Problem to work on |
Rewrite the lines below as a JSON list of strings, one string per line, leaving out any blank lines.

Extracted material |
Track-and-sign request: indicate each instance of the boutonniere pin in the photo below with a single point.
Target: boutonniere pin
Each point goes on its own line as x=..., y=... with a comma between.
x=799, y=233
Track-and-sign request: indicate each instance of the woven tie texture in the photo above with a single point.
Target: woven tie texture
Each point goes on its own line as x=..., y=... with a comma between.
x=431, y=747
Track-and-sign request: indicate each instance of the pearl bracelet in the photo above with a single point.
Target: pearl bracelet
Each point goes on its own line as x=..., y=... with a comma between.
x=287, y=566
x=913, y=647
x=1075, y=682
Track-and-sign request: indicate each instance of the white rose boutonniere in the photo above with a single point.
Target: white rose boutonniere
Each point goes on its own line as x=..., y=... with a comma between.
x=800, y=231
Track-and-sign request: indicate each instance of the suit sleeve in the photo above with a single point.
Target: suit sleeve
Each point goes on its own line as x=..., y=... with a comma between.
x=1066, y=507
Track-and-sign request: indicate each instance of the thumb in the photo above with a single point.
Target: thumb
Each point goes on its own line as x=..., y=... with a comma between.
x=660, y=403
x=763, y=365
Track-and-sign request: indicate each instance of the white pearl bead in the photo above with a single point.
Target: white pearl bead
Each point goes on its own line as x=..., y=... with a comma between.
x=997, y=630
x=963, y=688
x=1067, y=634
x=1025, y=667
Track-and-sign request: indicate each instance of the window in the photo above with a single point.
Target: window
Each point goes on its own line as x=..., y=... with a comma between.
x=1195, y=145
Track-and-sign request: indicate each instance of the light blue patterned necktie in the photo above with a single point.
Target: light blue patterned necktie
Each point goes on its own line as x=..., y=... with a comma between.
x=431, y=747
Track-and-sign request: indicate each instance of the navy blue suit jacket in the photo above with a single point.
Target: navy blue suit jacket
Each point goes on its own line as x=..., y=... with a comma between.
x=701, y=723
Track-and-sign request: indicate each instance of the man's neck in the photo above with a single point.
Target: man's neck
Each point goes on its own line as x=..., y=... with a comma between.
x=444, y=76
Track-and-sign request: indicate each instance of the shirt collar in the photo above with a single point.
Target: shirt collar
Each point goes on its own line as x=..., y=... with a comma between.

The reply |
[
  "Track-and-sign request: indicate each instance of the boutonniere pin in the photo below with a single point.",
  "Target: boutonniere pin",
  "Each point goes on its own line as x=..., y=... with a comma between.",
  "x=799, y=233",
  "Track-and-sign request: indicate each instance of the woven tie texture in the photo above with a single point.",
  "Target: woven tie texture",
  "Each point goes on its own line as x=..., y=... with a comma between.",
  "x=431, y=747",
  "Track-and-sign request: indicate each instance of the pearl bracelet in the photo above with a single point.",
  "Target: pearl bracelet",
  "Each point goes on its own line as x=..., y=... with a comma between.",
  "x=287, y=566",
  "x=913, y=647",
  "x=1075, y=682",
  "Track-and-sign request: indicate each instance of the white rose boutonniere in the photo above with a single point.",
  "Target: white rose boutonniere",
  "Each point goes on its own line as x=..., y=... with a comma between.",
  "x=800, y=231",
  "Track-and-sign request: indicate each instance of the suit sleeve in the photo above with a single point.",
  "Target: suit sleeve",
  "Each point goes on its own line as x=..., y=... with a comma between.",
  "x=1066, y=507",
  "Track-and-sign request: indicate each instance of the thumb in the photo above with a single point.",
  "Target: thumb",
  "Each point goes on its own line as x=..., y=... with a comma between.",
  "x=660, y=403",
  "x=763, y=365",
  "Track-and-sign request: indicate each instance of the white pearl bead in the photo above with a single point.",
  "Target: white pearl bead",
  "Each point goes on its own line as x=..., y=... with a comma between.",
  "x=997, y=630",
  "x=963, y=688",
  "x=1067, y=634",
  "x=1025, y=667",
  "Track-and-sign request: indicate each instance of the window in the photo above with a single point.",
  "Target: window",
  "Each point goes on its own line as x=..., y=... with a comma between.",
  "x=1195, y=145",
  "Track-and-sign request: indicate each instance of the light blue patterned necktie in the photo above with a single point.",
  "Target: light blue patterned necktie",
  "Each point goes on its own line as x=..., y=... with a comma between.",
  "x=431, y=747",
  "Track-and-sign request: indicate each instance of the navy blue suit jacket in the photo above with a single point.",
  "Target: navy blue suit jacket",
  "Each point goes on its own line as x=..., y=... with a comma between.",
  "x=701, y=723",
  "Track-and-sign request: indicate each instance of the man's neck in the photo above with a single point.",
  "Target: man's neck",
  "Each point goes on its own line as x=..., y=... with a comma between.",
  "x=444, y=76",
  "Track-and-sign request: indicate each instance of the shirt collar in the photo above with a single point.",
  "Target: shirt collar",
  "Each point goes on its own line as x=..., y=... with a comma between."
]